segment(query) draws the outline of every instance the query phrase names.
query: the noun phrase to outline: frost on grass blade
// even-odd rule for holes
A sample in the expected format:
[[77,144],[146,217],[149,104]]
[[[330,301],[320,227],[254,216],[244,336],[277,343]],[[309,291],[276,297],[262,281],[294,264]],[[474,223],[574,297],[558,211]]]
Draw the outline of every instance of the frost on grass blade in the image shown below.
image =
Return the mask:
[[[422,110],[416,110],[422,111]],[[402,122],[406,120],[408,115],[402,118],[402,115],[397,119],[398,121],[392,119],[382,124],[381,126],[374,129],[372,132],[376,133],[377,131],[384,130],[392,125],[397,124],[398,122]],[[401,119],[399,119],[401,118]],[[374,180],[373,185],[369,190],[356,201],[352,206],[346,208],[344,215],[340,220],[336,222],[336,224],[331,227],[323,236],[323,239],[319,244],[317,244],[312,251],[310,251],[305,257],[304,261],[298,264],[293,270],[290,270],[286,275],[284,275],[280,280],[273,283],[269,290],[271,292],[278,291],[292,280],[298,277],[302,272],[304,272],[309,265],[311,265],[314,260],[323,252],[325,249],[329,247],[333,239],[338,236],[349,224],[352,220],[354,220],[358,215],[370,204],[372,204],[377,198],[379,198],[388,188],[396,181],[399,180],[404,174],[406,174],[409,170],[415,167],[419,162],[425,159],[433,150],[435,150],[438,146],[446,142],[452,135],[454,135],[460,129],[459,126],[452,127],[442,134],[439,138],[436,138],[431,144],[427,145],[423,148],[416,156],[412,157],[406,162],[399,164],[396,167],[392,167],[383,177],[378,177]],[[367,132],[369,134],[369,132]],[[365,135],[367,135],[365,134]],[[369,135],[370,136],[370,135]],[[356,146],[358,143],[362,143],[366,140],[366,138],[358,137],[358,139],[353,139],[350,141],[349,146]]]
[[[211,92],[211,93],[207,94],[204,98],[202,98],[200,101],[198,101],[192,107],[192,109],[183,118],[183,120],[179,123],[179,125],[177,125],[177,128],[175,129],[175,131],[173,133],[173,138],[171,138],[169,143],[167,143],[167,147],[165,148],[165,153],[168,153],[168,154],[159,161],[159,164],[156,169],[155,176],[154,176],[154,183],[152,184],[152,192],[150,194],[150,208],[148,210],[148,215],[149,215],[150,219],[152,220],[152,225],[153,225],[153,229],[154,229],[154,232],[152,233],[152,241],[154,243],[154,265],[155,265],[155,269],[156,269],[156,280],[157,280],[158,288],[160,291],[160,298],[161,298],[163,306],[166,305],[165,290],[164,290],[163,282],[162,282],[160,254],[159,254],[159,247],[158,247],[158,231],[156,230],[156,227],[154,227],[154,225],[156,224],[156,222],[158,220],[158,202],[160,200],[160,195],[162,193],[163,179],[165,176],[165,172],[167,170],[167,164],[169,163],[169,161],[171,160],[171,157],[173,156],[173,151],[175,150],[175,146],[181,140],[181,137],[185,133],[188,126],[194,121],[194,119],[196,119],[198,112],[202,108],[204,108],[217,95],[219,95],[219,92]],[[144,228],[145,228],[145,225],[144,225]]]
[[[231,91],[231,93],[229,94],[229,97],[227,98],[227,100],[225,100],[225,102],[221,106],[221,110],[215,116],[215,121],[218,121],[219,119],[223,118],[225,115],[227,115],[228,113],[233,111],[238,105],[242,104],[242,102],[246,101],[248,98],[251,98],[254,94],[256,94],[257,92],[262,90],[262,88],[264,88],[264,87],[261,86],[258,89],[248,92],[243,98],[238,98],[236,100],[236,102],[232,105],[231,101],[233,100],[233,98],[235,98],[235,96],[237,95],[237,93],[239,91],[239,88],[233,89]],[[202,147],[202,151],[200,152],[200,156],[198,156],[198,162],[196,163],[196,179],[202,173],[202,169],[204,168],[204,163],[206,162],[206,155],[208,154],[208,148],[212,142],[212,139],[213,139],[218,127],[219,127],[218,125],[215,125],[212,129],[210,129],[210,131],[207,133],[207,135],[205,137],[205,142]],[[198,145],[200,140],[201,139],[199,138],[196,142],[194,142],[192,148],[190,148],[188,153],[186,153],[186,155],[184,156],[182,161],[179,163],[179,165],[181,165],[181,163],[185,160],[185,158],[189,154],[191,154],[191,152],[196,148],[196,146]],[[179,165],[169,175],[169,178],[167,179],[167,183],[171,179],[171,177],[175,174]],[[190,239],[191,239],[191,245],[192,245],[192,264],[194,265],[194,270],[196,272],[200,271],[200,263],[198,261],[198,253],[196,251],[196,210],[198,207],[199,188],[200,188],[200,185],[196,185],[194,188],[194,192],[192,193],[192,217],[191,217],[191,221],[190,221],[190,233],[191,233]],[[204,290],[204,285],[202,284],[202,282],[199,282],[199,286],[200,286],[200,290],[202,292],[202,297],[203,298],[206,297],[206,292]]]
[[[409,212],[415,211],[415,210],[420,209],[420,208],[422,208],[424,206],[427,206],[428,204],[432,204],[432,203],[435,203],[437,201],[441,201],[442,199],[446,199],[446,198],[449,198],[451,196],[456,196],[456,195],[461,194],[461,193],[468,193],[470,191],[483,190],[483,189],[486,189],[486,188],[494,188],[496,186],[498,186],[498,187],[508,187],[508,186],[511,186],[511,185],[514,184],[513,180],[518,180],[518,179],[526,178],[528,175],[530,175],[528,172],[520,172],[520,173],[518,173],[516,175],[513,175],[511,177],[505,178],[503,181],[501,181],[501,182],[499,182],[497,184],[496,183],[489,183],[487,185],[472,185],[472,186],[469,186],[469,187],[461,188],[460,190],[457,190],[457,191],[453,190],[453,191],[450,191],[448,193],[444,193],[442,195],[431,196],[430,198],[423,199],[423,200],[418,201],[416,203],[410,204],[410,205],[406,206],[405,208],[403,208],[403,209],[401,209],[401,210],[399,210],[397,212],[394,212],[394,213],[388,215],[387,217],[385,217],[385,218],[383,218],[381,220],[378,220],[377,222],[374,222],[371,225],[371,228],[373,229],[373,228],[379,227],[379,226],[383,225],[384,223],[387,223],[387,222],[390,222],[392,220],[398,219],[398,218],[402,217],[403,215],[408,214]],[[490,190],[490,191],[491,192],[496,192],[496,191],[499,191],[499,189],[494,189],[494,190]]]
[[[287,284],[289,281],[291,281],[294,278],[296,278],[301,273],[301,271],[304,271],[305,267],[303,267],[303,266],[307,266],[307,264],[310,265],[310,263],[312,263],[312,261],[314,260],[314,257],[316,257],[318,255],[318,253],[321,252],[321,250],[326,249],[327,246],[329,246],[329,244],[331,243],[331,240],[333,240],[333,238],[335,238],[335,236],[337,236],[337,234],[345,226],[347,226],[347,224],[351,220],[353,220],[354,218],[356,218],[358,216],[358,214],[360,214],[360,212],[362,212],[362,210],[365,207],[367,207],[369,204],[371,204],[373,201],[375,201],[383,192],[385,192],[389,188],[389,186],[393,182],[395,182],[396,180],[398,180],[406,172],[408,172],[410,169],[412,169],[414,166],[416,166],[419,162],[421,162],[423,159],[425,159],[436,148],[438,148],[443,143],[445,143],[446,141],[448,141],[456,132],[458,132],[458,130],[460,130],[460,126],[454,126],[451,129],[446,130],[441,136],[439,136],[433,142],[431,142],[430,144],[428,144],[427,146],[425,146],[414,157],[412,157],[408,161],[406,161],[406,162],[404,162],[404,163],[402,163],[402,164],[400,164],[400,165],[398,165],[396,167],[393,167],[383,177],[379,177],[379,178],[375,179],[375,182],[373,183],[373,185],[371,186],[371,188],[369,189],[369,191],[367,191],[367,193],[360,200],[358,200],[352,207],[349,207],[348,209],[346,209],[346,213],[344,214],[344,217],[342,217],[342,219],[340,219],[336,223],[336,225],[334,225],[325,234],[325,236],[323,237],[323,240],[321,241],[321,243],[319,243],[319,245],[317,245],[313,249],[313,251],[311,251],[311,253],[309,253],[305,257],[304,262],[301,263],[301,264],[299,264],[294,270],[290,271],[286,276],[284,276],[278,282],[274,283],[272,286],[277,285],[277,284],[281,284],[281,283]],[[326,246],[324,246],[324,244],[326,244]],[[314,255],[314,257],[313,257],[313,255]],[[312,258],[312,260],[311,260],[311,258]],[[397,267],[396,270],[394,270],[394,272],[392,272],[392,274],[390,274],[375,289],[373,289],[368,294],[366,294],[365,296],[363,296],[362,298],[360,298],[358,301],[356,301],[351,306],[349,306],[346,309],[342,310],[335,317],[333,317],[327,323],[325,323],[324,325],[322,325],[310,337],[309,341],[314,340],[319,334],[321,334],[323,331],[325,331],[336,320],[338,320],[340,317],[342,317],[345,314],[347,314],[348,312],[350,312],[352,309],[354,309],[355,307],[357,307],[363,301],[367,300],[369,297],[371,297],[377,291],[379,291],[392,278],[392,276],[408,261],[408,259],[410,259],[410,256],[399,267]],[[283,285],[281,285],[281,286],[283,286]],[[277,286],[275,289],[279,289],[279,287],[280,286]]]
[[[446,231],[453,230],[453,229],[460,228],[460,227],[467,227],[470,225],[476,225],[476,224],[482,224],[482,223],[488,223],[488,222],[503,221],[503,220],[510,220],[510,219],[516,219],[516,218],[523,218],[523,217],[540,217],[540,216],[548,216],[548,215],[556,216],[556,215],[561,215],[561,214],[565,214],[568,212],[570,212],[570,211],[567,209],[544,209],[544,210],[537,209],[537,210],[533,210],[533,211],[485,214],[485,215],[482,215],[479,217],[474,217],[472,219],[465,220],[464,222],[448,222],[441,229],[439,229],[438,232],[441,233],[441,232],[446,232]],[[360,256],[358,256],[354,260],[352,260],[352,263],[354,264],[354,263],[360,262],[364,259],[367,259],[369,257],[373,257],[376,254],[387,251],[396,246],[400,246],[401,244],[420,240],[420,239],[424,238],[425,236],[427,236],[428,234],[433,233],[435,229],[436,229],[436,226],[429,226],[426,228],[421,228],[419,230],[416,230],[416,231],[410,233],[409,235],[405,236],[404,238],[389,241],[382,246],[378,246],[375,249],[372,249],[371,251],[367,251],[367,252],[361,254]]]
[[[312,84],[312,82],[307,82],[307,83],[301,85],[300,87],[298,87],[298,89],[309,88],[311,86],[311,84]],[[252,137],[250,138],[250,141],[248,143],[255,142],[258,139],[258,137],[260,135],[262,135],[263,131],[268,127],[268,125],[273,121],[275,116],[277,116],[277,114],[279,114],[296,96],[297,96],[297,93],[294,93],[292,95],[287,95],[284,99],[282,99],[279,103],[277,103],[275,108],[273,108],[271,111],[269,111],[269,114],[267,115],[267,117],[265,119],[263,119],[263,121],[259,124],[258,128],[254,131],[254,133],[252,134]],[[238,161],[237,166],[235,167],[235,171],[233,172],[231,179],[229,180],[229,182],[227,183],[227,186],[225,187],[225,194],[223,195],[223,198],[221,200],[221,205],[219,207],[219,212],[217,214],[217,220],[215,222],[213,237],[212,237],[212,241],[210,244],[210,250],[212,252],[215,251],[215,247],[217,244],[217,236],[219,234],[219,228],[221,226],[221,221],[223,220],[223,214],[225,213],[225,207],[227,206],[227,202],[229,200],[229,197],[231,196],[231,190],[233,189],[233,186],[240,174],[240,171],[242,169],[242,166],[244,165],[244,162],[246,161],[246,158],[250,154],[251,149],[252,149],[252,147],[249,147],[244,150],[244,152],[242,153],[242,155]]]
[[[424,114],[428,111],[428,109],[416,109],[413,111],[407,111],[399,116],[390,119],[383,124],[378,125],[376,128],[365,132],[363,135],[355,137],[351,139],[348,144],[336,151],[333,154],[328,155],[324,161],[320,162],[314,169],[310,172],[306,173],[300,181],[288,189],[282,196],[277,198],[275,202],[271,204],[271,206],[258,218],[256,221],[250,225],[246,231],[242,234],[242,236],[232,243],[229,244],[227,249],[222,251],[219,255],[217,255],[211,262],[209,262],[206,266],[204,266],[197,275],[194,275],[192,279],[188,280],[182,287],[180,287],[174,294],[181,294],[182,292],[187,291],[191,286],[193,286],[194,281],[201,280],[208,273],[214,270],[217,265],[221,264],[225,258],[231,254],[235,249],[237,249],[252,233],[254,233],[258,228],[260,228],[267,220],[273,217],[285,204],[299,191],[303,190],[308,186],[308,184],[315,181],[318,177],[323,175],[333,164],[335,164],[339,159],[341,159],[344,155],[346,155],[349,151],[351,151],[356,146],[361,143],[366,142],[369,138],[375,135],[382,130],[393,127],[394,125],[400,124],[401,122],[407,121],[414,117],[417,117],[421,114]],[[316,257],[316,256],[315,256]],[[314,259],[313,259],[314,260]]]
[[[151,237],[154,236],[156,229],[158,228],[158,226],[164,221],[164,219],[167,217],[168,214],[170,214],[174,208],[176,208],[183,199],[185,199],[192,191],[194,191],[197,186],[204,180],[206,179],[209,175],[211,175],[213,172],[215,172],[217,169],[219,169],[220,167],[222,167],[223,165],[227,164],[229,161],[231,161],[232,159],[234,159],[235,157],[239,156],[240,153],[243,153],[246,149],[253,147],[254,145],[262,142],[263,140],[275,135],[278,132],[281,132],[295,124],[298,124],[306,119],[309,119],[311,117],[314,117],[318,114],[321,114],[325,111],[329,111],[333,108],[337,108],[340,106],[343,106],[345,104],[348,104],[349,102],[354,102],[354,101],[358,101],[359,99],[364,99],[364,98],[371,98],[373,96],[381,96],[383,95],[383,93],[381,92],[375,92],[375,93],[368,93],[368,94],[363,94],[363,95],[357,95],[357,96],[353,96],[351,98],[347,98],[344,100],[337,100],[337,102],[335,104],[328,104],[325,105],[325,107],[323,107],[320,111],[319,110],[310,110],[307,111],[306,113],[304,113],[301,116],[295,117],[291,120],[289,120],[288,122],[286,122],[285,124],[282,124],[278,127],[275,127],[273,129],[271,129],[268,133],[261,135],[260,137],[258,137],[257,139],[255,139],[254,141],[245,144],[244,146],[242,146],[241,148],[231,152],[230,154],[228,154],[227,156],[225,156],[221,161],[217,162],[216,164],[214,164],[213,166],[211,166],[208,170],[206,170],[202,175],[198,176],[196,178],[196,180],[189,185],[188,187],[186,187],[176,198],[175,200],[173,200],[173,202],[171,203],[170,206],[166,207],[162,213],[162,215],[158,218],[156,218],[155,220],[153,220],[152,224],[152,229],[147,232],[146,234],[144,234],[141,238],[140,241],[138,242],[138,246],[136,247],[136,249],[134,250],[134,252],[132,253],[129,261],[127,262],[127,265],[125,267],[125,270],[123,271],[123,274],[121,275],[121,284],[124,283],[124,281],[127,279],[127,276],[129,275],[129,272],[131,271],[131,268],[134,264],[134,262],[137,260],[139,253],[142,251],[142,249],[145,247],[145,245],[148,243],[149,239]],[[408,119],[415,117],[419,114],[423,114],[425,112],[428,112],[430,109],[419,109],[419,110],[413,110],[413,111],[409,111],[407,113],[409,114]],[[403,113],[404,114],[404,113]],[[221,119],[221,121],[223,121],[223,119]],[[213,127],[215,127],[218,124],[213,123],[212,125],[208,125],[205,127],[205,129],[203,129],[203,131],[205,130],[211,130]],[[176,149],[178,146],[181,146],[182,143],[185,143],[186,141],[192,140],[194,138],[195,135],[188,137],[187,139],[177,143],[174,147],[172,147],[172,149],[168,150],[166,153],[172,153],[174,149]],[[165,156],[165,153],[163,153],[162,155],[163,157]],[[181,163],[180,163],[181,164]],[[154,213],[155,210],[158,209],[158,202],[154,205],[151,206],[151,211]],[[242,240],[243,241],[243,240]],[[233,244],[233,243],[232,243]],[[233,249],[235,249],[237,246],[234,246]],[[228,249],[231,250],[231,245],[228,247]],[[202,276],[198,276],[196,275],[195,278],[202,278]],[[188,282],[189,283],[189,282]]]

WHAT YOU WILL DO:
Your answer should consist of the lines above that hold the word "every".

WORKED SOLUTION:
segment(query) draws the outline of every instance the query phrase names.
Draw the outline of every instance of the frost on grass blade in the image shown below.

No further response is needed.